> Stated exercise: Locate each line of the listing below that contains the string "robe", treating uppercase and lowercase as distinct, and copy those lines.

> Data shown:
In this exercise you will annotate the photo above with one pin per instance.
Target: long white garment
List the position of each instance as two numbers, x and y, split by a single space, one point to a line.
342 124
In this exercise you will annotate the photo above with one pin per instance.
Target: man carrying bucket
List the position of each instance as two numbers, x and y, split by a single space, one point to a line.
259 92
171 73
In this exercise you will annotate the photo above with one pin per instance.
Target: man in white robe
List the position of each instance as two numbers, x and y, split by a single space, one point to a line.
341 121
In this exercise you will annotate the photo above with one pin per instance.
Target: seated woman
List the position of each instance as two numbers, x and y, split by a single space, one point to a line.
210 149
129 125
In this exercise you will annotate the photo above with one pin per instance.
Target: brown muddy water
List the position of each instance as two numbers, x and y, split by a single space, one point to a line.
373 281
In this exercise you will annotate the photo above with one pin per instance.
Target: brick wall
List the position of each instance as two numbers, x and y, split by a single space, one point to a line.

* * *

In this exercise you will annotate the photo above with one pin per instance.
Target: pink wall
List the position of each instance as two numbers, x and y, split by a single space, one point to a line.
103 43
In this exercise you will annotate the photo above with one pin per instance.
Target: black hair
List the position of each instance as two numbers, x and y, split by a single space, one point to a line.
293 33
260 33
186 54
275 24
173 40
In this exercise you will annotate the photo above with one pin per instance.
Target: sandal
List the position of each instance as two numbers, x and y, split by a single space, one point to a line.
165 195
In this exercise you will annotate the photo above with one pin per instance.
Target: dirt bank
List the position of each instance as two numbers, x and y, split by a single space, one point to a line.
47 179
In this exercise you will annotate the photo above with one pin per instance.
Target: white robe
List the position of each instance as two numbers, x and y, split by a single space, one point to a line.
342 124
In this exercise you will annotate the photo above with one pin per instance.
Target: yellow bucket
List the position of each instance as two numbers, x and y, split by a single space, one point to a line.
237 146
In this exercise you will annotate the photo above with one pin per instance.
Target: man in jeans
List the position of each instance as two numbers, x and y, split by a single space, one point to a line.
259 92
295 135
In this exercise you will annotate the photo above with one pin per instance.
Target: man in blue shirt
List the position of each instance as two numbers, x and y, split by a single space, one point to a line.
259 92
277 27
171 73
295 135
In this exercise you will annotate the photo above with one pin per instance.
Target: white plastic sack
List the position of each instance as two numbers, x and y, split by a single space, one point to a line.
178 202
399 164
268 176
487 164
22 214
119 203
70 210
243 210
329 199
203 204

--

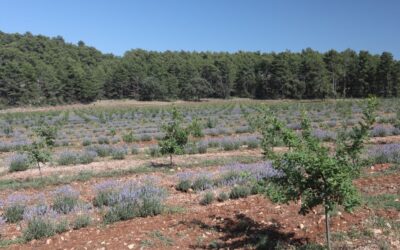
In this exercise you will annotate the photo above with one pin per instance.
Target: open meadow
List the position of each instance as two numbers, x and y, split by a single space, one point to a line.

> In response:
Target: man in white robe
Target: white robe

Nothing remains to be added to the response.